> _EXERCISE REQUIREMENTS_
Resume the small-boat sailing log below, picking up right after its last sentence.

> _PASSAGE TO READ_
Slept for 2.5 hours and then our autohelm took us down a calm Alligator River while we sipped coffee in early morning light.  Rowed slowly down the Pungo-Alligator canal south. Was that an alligator, or a log?  The log swam away. The last half was a slog rowing.  Night sailing past Belhaven and down the Pungo
River to cross the Pamlico River to Mouse Harbor.  Sped through the bomb-range prohibited area and made it around the corner to Shawn's at Hobucken in the wee hours.  Then we headed down the Neuse for a downwind ride  --but it was blowing 25kts from the NE and the waves were huge  --typically 5-6 feet and sometimes much bigger.  With only the mizzen sail up (and reefed) we fell down the deep troughs in the dark at 9 and 10 kts.  We should not have done it but we underestimated how bad it was out there.  Luckily the Core Sound 20 is the perfect small boat for that surfing run.  The NE wind blew us all the way down Clubfoot Creek to the first bridge.  Squeezed under. 

At Beaufort the drawbridge guy was very nice to us.  Did laundry and cheeseburgers while 4 hours at Beaufort Docks.  Generally, not much sleep until we anchored for the night at Shell Point of Harkers Island: slept for 10 hours.  Beating up Core Sound today from 8am to 3pm was actually pleasant in spite of the drizzle
and gray skies.  The high water levels let us take short cuts on Core Sound.  Sailed downwind up Cedar Island Bay to the finish line.  Now it's nice to be in a room at the Driftwood Restaurant/Motel.  Still have that rocking and rolling feeling.

Thursday, September 25, 2014

day four - LaTrappe Creek to Dun Cove


In the comfort of my sleeping bag I sleep later than usual.  I wake, lift my head to see grey skies out of the back of the boom tent.  I can hear the wind and feel the coolness of the morning.  

Just after 8:00 we sail off anchor under mizzen and jib.  The main is wrapped tightly with a the boom and gaff, both sets of reef points already tied.  A steady north breeze rushes through the trees around our little cove.  I wonder what the wind will be like away from the cove and out on the creek, out on the river.  Spartina sails quietly downwind past the trawlers anchored in La Trappe Creek.  A woman watches me from the stern of an old classic power boat, craning her head as we slip out of her sight.  Past the anchorage we round the sand spit and catch the outgoing tide to the Choptank River.

> _MATERIAL SHOWN_
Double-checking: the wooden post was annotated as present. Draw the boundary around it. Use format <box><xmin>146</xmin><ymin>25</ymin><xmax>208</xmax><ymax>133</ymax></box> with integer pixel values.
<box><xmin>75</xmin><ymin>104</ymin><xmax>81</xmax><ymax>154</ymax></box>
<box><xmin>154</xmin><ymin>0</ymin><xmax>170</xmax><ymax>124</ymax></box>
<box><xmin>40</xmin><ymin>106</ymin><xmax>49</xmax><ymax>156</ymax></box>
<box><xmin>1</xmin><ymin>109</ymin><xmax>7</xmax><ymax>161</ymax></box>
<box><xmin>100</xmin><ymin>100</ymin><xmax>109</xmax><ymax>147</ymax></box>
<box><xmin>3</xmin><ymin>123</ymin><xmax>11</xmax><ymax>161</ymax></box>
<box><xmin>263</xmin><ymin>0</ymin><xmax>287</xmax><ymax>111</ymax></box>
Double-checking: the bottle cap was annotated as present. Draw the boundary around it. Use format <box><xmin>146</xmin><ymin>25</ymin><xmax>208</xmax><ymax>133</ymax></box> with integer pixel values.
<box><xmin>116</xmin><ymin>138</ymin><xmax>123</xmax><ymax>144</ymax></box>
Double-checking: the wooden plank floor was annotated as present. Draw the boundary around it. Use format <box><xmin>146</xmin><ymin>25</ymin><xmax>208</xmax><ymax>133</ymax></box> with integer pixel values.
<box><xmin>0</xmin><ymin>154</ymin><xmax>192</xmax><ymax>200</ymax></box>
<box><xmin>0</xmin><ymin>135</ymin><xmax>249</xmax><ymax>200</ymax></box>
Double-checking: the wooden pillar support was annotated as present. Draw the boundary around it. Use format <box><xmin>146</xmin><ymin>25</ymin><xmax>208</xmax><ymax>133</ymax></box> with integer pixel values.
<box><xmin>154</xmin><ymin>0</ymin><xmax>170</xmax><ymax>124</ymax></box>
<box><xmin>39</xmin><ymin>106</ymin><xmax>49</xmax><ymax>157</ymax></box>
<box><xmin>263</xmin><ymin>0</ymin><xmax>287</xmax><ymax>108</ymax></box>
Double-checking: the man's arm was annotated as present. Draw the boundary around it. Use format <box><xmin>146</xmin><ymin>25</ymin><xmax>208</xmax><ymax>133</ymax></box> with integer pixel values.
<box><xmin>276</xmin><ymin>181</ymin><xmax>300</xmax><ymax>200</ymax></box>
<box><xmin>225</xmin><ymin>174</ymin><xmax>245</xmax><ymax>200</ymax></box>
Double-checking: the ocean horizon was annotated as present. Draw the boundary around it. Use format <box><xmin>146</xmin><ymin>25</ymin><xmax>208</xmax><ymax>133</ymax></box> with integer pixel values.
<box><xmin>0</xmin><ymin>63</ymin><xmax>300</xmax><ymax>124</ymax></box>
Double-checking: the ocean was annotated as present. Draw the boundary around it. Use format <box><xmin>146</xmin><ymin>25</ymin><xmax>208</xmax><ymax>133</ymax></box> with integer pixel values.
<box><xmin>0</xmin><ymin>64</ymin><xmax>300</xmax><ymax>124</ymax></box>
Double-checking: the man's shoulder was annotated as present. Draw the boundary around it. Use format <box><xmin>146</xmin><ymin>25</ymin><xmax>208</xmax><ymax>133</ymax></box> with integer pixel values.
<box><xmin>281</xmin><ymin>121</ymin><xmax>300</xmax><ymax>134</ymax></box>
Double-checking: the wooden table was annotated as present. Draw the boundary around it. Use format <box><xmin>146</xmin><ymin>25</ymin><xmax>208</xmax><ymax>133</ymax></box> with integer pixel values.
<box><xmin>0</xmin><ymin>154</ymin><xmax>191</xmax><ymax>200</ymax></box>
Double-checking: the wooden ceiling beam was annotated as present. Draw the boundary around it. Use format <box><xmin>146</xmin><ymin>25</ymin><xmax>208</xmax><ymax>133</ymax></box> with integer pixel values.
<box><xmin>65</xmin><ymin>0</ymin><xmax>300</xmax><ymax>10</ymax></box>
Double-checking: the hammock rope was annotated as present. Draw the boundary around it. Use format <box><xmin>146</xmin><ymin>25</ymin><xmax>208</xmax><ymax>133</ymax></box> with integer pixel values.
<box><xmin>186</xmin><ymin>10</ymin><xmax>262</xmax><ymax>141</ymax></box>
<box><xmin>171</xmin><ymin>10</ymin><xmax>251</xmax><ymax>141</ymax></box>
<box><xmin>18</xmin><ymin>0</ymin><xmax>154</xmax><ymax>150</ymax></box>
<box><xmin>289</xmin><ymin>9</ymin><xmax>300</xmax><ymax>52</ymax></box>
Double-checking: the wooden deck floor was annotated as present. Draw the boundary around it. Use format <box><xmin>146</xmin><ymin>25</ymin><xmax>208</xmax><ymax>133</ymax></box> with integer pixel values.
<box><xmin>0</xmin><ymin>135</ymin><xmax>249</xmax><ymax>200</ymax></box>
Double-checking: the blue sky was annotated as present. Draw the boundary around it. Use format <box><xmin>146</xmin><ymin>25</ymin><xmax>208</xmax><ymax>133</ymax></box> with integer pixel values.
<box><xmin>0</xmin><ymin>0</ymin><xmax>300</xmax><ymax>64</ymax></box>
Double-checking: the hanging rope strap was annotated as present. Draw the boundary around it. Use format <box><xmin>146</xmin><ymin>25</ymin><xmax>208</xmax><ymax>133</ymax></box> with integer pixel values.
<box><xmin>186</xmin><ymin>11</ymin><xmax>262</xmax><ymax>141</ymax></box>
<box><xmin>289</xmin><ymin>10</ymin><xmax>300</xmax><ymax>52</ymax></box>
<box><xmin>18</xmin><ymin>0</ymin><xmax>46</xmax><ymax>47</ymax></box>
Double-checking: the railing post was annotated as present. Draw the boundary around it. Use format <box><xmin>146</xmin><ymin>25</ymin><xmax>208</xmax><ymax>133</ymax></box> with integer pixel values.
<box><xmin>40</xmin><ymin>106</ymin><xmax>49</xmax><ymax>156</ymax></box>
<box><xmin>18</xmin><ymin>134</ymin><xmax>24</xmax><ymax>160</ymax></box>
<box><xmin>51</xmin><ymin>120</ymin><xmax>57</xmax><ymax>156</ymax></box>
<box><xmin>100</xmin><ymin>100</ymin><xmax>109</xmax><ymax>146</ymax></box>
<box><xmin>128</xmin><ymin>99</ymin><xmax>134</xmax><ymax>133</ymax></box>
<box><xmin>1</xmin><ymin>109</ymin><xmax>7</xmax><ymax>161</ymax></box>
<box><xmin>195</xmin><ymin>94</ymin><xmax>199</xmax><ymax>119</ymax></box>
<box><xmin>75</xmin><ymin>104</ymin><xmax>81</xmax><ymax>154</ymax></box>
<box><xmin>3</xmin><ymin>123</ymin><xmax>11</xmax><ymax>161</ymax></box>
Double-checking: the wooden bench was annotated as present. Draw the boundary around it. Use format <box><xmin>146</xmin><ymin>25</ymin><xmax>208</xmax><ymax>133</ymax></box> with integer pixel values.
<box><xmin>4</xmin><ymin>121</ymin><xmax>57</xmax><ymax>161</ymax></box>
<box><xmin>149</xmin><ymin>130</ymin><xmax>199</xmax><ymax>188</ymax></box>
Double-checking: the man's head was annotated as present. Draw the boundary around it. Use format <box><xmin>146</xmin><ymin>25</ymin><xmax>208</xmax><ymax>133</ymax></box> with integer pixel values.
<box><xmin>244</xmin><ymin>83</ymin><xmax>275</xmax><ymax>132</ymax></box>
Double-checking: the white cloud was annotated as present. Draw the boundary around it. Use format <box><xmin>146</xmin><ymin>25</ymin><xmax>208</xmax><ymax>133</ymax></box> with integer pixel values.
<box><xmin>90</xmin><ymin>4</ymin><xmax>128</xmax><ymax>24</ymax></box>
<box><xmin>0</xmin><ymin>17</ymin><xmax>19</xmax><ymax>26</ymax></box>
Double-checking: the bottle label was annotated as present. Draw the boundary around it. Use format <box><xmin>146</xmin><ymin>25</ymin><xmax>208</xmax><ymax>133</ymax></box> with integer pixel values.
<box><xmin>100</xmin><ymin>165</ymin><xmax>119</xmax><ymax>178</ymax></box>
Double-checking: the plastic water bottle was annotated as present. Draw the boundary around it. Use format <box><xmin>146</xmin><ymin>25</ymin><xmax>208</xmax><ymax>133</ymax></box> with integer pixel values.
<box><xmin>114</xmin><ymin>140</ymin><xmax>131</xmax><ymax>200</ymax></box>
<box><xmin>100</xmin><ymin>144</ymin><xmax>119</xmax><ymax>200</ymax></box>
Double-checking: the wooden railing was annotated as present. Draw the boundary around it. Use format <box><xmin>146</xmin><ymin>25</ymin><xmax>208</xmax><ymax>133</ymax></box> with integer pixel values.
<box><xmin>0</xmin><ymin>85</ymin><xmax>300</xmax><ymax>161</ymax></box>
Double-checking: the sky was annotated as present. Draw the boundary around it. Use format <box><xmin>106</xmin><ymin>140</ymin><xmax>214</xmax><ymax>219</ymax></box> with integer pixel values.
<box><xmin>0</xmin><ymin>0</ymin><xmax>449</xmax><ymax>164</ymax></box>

> _RESPONSE FOR THIS EXERCISE_
I am pleasantly surprised by the wind out on the river, it is not nearly what I had expected.  We raise a double reefed main, soon making six knots with wind just forward of the beam on our way to Oxford.  Just wonderful sailing as the low overcast gives way to blue skies.  At Chlora Point the shoreline falls away to the NE and we make a long tack in closer to shore where the waves are smaller.  In the calmer water we shake out a reef.  And again, just past Island Creek, one more tack into to smoother water, the sun catching the white spray coming from Spartina's bow.  Then a long run to the Tred Avon River, tacking inside of Benoni Point.  The waves, running down the length of the Tred Avon, are much steeper and the wind feels stronger.  I start a series of tacks up towards the entrance channel to Oxford.


On a starboard tack, riding a gust out of the north with water up on the edge of the deck and against the coaming, I feel another gust out of the north west.  Spartina heels, water comes up and over the coaming.  A lot of water.  I push the tiller to port and we tack, the water sloshing to starboard.  We finish the port tack, I jump forward to bail out the water.   


We round up outside the entrance channel to Town Creek and motor into the harbor.  At Schooners I tie up in the last slip at the end of the dock, run to check with the waitress to see if we are ok there.  She says we are fine.  Back at Spartina I spread out the sleeping bag and bivy on the deck to make sure they are dry.  I take an nice walk into town to pick up a couple gallon bottles of water and a couple of bottles of green tea - something that has become a treat for me on cruises though I don't know why, I don't drink it at any other time.  Back at Schooners it is an excellent lunch of a big burger, perfectly cooked, french fries and four glasses of iced tea.  


Back on the water at 1:00, the tiller looks like a clothes line draped with two buffs and a tee-shirt as we sail downwind on the Tred Avon.  Benoni Point by 2:00 and we turn west towards Tilghman Island under blue skies and white cotton ball clouds.  The wind comes and goes, much lighter than in the morning though it never completely dies as we sail west at two and a half to four knots.  In the distance I can see a skipjack sailing into Dogwood Harbor.

We are just off Dogwood Harbor by 4:00 and begin a series of tacks up Harris Creek.  A nice little cat boat slips out of Knapp Narrows ahead of us and we spend the evening sailing in her wake as she works her way into the wind and falling tide.  Eventually the cat boat turns toward the eastern shore of the creek.  We turn to the west and with one last tack slip into Dun Cove.  Three large cruisers are anchored just inside the cove, the crews sitting in the cockpits with evening cocktails.  Under full sail we sail past their sterns drawing curious looks and friendly waves.  We head to the southwest corner of the cove, round up and drop anchor.  A light dinner of tuna salad, fruit and sparkling water.  No rain in the forecast tonight, but there are a couple of houses nearby on shore.  I set up the tent for a little privacy, with the front corners vented, and slip into the bivy for the night.


Wednesday, September 24, 2014

day three - Parsons Creek to LaTrappe Creek

I wake to the breeze coming through the vented boom tent.  No rain last night and my last memory was listening to an Orioles game out of Baltimore.  I'm glad to have come up with the idea of folding back the corners of the tent.  It only took six years for the lightbulb to go on.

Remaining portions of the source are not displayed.